-- Begin Text segment --

He has been the seven-time elected as the Program Chair of the ASEE International Division for approximately the past 18 years. Nick has had a major role in development and expansion of the international division. Under his term as the International Division Program Chair the international division expanded, broadened in topics, and the number of sessions increased from a few technical sessions to over eighteen sessions in the recent years.

Nick has served in the ASEE Graduate Studies division for the past 5 years as Treasurer and Program Chair for the annual conference.

The ASEE International Division by votes, has recognized Nick’s years of service through several awards over the past years. Nick has been the recipient of multiple Service awards (examples: 2010, 2006, 2004, 1996), Global Engineering Educators award (example: 2007, 2005), Best Paper award (examples: 2010, 2005, 2004, 1995) and other awards from the International Division for exceptional contribution to the international division of the American Society for Engineering Education.
Examples of some Awards from other Professional Organizations:
• American Society of Civil Engineers (ASCE): Engineering Educator of the Year Award 2004.
• Utah Engineers Council, UEC: Engineering Educator of the Year 2005 award, in recognition of outstanding achievements in the field of engineering and for service to society.
• SLC Foundation; Salt lake City, Utah: Teaching Excellence Award 2004.
• American Society of Civil Engineers (ASCE): Chapter faculty Advisor recognition award 2002.

-- End Text segment --

> [Work required]: Pull out, word for word, the part of the text on Nick's service and awards that begins at the words "Examples of some" and stops after the words "Excellence Award 2004.".

-- Begin Recorded data --

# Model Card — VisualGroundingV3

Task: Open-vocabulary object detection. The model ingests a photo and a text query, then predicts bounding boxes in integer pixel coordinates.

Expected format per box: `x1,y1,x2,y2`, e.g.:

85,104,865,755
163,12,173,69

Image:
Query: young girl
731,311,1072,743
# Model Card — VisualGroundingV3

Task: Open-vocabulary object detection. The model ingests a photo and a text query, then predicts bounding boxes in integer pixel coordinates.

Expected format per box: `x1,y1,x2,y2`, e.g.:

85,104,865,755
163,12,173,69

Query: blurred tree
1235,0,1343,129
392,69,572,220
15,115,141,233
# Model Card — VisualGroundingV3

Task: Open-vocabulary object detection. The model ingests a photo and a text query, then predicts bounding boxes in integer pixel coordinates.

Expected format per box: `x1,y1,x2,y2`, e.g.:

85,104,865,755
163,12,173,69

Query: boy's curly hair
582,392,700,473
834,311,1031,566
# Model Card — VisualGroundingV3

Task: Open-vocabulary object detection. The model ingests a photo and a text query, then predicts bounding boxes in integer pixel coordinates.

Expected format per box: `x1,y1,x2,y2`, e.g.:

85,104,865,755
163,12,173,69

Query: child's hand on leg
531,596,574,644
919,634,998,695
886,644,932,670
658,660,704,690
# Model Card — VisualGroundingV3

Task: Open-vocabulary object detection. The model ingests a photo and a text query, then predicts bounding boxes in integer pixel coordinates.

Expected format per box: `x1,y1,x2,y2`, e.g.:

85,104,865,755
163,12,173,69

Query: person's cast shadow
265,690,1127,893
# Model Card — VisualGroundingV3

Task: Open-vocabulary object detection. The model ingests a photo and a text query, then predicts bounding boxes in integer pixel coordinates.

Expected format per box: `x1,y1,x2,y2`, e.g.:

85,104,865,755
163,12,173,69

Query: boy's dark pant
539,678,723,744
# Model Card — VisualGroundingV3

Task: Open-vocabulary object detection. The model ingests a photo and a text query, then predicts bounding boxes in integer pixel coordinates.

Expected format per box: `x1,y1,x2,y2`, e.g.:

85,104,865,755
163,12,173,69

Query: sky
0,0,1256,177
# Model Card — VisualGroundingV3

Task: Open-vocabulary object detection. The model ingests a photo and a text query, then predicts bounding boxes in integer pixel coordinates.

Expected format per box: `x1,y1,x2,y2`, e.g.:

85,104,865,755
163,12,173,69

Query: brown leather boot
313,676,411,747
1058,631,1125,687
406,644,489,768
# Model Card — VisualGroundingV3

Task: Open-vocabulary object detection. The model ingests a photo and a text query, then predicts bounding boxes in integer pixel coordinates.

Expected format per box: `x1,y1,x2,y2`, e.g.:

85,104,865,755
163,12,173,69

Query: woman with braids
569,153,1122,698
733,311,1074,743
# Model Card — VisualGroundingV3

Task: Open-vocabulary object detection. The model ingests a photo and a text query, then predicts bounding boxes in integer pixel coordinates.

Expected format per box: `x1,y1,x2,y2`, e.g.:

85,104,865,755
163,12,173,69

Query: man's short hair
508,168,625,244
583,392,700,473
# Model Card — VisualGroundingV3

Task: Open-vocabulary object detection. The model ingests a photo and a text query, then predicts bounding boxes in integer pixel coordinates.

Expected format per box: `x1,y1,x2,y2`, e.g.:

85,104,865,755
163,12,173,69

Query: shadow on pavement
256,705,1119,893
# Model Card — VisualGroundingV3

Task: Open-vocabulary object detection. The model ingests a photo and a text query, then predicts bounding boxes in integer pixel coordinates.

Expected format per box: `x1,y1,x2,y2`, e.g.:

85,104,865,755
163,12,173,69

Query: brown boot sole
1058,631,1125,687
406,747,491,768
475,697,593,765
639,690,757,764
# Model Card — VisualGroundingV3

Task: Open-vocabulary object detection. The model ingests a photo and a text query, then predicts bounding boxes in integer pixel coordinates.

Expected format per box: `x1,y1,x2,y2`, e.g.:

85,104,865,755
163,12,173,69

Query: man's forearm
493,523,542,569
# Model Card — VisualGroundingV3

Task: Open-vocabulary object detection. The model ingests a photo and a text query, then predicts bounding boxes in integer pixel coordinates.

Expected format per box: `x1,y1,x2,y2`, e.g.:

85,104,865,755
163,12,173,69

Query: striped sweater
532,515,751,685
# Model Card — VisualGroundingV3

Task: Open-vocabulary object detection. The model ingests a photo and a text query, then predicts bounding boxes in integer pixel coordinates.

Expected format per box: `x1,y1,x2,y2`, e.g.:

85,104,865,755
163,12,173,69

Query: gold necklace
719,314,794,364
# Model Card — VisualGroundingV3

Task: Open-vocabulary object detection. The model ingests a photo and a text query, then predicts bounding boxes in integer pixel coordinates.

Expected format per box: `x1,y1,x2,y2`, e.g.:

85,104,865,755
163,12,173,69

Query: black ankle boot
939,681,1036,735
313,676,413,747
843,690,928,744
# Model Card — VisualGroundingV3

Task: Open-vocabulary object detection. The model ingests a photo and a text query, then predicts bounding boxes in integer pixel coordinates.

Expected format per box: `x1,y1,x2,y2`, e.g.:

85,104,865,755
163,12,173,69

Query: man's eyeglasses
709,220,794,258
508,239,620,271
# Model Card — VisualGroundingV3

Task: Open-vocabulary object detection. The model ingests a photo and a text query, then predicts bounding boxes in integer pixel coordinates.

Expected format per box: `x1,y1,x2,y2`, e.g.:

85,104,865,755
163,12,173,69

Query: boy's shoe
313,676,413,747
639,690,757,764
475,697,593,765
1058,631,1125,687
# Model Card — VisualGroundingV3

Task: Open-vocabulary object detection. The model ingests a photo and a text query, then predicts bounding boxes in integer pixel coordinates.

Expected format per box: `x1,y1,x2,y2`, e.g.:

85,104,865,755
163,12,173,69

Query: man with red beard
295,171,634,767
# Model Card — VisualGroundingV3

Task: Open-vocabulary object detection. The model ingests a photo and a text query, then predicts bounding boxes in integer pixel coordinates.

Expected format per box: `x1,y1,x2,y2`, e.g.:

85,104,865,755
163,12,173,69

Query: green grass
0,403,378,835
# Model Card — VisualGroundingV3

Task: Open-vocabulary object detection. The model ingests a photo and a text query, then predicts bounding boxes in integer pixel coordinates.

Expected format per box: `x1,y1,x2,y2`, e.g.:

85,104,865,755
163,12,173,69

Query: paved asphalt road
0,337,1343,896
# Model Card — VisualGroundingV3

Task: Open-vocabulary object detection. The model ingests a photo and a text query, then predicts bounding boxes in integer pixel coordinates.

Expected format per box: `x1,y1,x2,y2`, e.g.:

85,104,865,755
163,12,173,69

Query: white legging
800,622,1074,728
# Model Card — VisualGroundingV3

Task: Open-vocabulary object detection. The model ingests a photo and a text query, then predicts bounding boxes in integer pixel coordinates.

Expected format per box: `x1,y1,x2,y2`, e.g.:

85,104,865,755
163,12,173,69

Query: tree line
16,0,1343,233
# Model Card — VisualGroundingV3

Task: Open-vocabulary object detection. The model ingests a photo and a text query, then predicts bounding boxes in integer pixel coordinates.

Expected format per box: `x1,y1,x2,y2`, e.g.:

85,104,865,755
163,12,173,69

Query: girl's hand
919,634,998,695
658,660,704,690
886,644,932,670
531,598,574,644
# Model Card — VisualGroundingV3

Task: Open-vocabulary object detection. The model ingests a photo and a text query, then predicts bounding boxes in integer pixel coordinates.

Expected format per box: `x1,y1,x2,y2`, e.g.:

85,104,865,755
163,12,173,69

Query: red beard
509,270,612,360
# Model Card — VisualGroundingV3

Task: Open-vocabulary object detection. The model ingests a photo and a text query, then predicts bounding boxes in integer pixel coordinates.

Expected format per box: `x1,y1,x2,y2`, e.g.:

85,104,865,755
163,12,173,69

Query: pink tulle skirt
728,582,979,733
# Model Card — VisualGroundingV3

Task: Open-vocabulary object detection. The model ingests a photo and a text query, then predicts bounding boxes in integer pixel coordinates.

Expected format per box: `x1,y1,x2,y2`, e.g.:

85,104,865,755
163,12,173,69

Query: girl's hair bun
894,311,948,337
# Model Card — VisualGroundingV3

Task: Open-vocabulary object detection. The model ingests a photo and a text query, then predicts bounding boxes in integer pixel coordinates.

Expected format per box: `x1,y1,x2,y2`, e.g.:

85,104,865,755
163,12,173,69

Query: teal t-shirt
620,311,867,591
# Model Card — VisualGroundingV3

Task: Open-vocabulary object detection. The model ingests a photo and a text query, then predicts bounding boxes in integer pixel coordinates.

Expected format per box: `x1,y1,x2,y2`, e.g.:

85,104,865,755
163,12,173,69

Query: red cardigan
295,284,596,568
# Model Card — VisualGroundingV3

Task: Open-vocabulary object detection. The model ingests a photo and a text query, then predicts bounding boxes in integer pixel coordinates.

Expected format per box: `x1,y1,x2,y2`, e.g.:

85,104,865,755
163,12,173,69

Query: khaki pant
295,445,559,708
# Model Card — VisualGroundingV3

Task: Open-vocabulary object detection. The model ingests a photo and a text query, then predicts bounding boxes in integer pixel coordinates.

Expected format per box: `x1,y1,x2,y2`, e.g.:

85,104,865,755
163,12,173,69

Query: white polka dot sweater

-- End Recorded data --
-- Begin Recorded data --

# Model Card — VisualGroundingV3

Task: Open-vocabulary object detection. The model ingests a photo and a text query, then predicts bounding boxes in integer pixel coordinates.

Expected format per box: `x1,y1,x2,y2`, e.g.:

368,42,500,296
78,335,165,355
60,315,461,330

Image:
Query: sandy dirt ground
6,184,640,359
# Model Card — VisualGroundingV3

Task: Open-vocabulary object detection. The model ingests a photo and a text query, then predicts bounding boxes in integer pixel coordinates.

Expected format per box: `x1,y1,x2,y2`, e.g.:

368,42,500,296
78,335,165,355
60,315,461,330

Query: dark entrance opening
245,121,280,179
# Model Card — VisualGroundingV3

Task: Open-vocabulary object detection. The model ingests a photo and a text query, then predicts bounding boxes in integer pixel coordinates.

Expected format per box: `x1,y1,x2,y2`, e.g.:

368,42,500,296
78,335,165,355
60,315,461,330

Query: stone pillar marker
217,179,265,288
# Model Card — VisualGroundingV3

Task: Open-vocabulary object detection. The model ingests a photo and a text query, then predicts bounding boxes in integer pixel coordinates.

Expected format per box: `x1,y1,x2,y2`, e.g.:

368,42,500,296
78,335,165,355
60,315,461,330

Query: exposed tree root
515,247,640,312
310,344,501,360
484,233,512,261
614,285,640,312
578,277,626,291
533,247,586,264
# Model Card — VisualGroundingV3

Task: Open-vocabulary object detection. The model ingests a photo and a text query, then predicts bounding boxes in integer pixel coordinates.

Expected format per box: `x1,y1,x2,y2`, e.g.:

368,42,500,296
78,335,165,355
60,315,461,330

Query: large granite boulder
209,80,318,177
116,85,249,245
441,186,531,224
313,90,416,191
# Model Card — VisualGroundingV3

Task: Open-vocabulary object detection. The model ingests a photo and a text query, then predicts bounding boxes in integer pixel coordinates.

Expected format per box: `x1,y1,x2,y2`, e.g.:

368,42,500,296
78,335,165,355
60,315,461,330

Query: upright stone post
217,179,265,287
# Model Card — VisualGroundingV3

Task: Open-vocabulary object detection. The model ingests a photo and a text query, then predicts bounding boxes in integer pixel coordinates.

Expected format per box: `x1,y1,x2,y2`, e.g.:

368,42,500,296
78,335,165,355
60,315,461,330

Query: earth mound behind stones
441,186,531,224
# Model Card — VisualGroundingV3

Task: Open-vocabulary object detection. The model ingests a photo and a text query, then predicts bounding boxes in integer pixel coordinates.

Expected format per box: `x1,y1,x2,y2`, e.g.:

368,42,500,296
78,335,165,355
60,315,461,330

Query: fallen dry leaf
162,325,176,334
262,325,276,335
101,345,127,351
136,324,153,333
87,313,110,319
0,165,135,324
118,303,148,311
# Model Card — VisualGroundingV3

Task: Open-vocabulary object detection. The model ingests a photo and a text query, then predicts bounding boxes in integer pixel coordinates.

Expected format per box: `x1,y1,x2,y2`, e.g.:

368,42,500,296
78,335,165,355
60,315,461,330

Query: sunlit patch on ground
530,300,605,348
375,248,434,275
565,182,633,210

-- End Recorded data --
-- Begin Recorded data --

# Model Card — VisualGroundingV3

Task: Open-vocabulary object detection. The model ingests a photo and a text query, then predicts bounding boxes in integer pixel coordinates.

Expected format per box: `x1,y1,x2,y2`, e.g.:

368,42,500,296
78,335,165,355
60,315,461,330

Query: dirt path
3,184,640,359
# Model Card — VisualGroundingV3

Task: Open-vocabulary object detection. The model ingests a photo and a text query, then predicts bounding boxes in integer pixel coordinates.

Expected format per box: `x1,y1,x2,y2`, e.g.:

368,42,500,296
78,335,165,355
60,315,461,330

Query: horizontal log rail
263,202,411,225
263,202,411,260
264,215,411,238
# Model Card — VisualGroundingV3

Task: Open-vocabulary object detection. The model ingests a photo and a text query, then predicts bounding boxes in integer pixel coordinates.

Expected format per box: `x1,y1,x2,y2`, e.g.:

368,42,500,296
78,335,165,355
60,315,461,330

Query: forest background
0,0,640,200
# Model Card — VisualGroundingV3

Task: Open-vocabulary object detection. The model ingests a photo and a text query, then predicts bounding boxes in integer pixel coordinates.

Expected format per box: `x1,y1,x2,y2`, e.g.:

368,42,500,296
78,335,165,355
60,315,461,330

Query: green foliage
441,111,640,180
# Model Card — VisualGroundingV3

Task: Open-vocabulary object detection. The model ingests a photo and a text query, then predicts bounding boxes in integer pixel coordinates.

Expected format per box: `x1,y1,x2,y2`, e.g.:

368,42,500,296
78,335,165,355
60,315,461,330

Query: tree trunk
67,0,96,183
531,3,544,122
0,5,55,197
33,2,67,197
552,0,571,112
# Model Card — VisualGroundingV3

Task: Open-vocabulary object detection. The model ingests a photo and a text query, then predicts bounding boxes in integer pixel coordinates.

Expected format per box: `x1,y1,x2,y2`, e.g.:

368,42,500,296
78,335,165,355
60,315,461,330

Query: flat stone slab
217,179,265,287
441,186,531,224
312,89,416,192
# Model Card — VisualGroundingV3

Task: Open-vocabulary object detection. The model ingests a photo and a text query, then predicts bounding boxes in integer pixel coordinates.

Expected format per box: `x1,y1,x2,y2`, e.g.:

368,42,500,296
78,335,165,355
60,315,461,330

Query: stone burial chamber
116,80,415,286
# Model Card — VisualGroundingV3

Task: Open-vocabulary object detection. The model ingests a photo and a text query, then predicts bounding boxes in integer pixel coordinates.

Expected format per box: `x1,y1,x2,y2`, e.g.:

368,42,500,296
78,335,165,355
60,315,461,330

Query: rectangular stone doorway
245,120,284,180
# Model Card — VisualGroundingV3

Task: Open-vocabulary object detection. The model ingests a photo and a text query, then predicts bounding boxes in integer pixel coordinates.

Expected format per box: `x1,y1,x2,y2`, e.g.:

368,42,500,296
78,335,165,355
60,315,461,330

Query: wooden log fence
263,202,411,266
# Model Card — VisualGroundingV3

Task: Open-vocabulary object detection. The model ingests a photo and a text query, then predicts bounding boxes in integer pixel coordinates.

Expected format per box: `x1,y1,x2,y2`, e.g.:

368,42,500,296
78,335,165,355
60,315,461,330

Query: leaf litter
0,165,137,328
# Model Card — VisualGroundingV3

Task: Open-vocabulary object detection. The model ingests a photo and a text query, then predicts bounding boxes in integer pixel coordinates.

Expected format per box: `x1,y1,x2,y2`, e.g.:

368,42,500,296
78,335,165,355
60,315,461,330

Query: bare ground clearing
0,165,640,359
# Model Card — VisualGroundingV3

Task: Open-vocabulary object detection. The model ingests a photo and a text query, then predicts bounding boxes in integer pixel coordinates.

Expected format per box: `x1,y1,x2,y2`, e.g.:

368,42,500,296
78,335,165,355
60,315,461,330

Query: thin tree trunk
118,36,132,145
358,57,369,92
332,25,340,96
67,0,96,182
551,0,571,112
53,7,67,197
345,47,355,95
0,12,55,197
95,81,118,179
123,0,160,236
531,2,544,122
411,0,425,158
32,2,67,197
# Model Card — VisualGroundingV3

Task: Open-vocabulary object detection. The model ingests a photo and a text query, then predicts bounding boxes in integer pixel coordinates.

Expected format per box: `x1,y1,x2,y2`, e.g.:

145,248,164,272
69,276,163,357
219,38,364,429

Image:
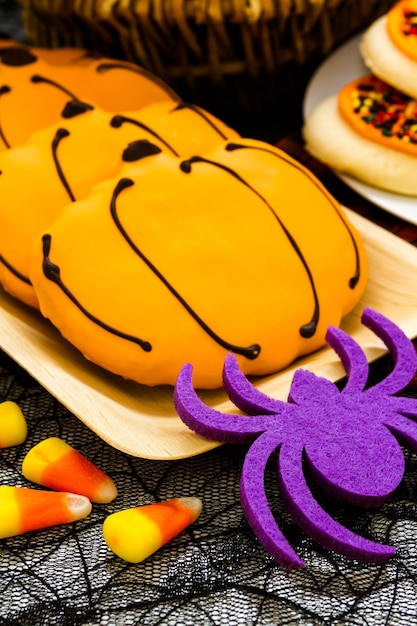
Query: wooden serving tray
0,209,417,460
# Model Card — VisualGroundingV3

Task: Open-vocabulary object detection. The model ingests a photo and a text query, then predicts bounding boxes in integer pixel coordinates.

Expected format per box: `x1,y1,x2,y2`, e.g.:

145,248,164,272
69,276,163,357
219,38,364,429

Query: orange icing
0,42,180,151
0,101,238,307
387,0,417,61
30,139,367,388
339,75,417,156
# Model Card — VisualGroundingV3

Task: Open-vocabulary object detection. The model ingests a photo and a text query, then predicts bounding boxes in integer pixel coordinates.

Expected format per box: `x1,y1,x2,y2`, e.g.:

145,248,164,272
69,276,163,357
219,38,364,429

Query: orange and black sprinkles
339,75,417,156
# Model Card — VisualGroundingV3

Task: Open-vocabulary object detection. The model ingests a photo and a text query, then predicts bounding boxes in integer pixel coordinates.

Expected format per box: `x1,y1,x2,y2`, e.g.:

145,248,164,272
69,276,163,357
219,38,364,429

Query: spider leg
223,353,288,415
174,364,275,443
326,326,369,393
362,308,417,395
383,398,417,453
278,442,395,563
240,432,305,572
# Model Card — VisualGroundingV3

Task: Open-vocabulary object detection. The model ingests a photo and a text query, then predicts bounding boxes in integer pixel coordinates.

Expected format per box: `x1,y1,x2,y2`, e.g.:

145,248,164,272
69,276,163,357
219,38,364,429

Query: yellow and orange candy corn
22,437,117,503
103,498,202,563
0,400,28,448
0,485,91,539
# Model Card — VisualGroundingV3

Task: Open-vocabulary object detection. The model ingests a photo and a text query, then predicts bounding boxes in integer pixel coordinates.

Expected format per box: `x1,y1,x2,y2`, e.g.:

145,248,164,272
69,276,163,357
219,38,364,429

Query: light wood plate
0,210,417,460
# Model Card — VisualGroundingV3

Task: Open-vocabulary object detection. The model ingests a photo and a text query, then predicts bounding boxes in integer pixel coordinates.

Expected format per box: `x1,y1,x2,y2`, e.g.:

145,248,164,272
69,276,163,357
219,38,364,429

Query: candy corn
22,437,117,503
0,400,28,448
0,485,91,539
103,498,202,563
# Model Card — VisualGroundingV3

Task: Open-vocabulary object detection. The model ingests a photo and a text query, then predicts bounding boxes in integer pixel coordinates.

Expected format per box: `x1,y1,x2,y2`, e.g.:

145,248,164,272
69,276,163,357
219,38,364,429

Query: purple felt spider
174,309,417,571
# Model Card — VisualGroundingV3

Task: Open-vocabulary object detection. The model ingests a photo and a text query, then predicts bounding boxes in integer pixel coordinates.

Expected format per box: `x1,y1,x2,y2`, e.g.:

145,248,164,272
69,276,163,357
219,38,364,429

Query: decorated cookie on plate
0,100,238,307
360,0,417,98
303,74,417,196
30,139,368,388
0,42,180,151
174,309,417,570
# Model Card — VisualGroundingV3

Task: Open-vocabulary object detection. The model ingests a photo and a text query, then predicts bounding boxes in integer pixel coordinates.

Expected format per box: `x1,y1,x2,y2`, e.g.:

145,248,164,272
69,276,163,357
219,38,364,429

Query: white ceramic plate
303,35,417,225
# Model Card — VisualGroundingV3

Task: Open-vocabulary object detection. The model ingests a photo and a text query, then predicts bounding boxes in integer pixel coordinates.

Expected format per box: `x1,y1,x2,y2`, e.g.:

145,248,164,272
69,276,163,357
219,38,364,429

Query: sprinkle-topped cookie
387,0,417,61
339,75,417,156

-- End Recorded data --

> [Response for this exercise]:
Examples of some Awards from other Professional Organizations:
• American Society of Civil Engineers (ASCE): Engineering Educator of the Year Award 2004.
• Utah Engineers Council, UEC: Engineering Educator of the Year 2005 award, in recognition of outstanding achievements in the field of engineering and for service to society.
• SLC Foundation; Salt lake City, Utah: Teaching Excellence Award 2004.